Exercise details: Pull every line that includes the word "handlebar" from the data.

─── Dataset entries ───

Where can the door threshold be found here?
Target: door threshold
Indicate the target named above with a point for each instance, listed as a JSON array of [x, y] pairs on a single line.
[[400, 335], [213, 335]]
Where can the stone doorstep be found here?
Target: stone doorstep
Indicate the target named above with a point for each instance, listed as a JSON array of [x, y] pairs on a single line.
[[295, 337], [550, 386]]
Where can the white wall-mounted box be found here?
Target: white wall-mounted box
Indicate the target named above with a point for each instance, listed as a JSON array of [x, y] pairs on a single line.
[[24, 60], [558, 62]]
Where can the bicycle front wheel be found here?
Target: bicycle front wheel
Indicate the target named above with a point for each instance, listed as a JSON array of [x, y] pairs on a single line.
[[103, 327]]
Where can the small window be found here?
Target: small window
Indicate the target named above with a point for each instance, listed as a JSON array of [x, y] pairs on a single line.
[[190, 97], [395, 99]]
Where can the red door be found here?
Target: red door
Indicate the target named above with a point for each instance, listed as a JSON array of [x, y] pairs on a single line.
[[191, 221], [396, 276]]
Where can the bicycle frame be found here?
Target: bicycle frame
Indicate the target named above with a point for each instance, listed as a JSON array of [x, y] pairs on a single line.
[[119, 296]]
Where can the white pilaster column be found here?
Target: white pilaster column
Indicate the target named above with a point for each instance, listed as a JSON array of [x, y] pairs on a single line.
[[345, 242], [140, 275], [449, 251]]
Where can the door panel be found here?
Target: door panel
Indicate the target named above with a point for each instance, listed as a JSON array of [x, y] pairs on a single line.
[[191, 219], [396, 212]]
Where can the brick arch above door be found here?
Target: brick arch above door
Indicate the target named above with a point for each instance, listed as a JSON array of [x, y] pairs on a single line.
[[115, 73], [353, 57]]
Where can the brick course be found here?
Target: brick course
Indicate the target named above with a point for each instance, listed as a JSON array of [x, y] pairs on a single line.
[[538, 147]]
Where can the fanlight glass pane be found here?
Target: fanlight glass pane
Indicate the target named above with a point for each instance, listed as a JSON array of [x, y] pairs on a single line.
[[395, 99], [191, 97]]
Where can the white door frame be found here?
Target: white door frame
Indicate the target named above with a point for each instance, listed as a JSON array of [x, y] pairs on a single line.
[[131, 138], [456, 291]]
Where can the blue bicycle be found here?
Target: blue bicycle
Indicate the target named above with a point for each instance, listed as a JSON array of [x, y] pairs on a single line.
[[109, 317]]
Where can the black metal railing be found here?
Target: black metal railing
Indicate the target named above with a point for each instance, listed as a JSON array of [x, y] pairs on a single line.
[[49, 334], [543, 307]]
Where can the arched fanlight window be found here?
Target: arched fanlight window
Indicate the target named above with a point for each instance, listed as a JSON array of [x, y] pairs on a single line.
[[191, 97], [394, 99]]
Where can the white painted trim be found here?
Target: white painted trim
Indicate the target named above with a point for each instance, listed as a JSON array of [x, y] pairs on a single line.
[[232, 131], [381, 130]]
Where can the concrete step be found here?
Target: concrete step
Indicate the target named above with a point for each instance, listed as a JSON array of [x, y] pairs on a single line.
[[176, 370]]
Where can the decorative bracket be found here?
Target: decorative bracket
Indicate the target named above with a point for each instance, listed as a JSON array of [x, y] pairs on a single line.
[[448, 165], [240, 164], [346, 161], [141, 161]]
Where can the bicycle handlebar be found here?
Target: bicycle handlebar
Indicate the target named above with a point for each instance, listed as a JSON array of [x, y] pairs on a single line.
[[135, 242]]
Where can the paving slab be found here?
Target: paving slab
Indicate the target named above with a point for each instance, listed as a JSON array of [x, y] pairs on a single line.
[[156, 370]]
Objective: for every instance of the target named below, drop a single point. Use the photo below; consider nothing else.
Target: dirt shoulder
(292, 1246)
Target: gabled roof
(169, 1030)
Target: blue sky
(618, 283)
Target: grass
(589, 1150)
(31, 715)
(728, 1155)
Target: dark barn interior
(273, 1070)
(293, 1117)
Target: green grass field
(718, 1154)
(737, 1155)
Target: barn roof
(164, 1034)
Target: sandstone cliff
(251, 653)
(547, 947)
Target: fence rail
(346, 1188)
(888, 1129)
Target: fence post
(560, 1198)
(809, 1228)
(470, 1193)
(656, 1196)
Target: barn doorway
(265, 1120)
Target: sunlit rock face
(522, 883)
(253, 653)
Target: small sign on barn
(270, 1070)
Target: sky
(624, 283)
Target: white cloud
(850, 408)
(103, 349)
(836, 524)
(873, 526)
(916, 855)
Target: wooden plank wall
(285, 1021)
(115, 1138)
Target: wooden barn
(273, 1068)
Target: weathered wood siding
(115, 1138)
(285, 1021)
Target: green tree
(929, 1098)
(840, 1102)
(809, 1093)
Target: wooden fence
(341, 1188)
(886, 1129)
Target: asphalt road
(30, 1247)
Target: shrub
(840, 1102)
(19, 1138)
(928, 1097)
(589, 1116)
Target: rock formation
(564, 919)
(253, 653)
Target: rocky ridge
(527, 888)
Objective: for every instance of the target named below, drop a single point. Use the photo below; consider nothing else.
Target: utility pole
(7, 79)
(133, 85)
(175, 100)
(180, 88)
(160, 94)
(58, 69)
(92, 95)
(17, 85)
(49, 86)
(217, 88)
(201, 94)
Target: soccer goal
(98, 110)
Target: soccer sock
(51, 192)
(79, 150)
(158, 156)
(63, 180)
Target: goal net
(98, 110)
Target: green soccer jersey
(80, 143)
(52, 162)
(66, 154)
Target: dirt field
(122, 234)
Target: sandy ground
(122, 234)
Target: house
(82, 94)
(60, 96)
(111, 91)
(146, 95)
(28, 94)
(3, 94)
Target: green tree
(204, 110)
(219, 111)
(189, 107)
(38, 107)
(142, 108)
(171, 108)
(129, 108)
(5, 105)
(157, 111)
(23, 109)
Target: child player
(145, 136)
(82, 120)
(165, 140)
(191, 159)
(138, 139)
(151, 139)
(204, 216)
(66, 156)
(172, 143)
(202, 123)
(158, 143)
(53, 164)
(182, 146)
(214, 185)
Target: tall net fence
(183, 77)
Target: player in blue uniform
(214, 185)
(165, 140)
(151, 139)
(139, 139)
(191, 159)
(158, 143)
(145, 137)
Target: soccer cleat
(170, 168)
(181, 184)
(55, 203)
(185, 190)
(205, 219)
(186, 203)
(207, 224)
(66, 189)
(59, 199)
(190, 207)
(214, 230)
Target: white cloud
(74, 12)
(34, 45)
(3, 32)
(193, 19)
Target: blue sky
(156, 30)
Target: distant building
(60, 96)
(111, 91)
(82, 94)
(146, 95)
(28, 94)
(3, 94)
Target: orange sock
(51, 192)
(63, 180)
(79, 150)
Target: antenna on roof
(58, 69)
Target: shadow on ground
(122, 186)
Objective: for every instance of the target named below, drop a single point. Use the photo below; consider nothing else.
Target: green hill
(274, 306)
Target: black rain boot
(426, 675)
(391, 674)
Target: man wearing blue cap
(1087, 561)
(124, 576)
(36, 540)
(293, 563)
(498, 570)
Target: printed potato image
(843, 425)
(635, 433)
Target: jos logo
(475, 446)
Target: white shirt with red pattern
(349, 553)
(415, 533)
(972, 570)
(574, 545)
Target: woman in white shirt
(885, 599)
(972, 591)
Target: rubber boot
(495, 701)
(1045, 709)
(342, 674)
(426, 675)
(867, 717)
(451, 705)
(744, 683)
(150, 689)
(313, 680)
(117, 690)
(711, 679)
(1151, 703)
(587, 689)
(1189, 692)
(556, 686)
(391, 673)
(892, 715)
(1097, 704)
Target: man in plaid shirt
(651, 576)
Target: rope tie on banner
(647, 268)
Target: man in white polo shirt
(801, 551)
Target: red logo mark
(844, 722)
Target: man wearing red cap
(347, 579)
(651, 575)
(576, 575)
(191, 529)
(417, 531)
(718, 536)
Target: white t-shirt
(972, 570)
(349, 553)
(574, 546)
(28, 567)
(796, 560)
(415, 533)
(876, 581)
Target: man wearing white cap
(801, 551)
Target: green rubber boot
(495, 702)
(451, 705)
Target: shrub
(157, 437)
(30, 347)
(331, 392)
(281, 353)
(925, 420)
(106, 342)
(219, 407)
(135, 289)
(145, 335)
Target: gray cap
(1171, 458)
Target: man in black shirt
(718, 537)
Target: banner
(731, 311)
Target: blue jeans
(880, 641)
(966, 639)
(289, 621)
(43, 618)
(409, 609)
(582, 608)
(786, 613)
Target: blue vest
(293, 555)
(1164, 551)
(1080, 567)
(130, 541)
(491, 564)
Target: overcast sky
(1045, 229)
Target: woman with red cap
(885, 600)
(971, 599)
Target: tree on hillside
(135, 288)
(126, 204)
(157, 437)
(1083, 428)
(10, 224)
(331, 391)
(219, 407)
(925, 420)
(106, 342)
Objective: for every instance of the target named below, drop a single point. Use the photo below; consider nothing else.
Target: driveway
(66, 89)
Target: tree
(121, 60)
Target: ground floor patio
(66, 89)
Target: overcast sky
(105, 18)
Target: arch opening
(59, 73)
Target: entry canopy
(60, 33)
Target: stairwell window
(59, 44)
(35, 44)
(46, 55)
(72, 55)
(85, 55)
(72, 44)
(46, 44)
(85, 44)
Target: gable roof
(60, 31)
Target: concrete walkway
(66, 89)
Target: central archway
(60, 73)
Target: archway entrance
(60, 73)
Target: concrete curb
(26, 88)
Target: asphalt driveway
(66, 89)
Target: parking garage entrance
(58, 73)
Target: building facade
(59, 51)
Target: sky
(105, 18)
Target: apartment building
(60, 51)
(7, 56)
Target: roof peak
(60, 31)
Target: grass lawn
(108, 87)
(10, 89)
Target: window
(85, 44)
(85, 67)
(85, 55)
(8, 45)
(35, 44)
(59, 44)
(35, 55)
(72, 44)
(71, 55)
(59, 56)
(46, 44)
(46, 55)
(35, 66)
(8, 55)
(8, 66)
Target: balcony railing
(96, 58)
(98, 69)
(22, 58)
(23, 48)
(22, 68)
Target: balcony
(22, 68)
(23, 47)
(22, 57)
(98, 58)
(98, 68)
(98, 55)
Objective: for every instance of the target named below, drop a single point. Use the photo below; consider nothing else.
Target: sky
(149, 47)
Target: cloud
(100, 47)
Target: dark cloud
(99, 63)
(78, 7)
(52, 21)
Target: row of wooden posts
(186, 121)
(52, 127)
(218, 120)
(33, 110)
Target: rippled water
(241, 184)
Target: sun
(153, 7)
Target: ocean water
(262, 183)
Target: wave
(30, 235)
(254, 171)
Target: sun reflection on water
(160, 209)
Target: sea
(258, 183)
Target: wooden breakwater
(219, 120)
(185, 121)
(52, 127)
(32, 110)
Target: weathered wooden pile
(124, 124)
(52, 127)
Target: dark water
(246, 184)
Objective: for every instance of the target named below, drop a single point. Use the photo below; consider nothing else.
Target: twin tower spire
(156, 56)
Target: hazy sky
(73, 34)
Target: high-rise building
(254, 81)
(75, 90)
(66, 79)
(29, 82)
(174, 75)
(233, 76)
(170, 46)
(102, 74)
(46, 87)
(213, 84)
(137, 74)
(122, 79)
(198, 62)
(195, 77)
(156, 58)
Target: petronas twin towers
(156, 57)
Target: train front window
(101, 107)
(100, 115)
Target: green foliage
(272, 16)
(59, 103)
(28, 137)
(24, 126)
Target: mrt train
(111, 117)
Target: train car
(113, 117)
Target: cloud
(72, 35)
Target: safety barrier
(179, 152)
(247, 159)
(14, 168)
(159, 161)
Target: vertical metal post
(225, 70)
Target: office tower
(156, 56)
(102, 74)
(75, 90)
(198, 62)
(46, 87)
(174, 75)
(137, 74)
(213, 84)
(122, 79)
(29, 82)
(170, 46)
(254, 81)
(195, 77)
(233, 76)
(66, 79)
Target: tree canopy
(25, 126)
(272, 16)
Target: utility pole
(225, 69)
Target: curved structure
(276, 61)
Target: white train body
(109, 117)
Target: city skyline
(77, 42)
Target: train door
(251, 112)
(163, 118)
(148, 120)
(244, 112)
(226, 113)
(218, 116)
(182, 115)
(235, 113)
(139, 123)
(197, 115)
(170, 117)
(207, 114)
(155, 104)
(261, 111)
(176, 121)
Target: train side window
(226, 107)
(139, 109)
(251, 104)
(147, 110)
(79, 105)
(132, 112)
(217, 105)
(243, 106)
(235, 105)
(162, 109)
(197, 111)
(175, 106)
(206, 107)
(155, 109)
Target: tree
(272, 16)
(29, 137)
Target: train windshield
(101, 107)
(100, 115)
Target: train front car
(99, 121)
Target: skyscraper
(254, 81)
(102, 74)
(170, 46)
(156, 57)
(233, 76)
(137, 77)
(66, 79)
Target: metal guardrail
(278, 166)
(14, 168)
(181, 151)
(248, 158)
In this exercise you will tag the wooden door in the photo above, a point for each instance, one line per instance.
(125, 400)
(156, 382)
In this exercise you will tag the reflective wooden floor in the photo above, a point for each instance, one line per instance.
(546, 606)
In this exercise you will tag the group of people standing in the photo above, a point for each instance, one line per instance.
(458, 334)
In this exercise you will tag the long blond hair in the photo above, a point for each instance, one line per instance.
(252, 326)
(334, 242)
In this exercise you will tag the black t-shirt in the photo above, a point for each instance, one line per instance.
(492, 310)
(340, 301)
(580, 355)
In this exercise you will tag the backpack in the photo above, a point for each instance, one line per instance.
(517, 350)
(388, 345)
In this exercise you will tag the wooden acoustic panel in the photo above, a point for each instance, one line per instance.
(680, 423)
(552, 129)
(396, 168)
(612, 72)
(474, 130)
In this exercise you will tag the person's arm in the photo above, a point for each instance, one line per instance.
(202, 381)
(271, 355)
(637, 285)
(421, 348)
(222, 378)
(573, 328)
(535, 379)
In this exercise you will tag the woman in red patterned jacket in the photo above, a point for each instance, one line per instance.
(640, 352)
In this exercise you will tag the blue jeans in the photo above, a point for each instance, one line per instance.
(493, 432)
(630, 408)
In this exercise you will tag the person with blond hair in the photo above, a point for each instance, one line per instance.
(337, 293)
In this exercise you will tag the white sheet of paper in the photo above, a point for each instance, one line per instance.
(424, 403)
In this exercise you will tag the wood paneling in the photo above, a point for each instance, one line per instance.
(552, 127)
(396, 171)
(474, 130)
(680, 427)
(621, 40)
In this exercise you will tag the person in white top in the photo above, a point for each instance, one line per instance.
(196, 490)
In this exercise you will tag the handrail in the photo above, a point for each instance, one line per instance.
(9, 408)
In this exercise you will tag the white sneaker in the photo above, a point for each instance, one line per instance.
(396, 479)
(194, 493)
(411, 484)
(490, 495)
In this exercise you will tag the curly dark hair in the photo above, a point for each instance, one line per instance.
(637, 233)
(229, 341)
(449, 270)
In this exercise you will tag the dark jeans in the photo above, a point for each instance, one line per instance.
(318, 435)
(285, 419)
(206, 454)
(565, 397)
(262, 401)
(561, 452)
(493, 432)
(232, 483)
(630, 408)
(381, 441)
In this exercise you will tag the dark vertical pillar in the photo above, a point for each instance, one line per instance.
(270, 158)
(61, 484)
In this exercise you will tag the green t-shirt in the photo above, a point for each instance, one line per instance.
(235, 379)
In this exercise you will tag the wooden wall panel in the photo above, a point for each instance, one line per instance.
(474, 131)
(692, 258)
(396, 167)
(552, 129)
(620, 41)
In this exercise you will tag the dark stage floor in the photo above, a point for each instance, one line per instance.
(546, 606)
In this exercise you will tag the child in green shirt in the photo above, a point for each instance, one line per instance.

───

Written reply:
Where can the bicycle handlebar be found here?
Target: bicycle handlebar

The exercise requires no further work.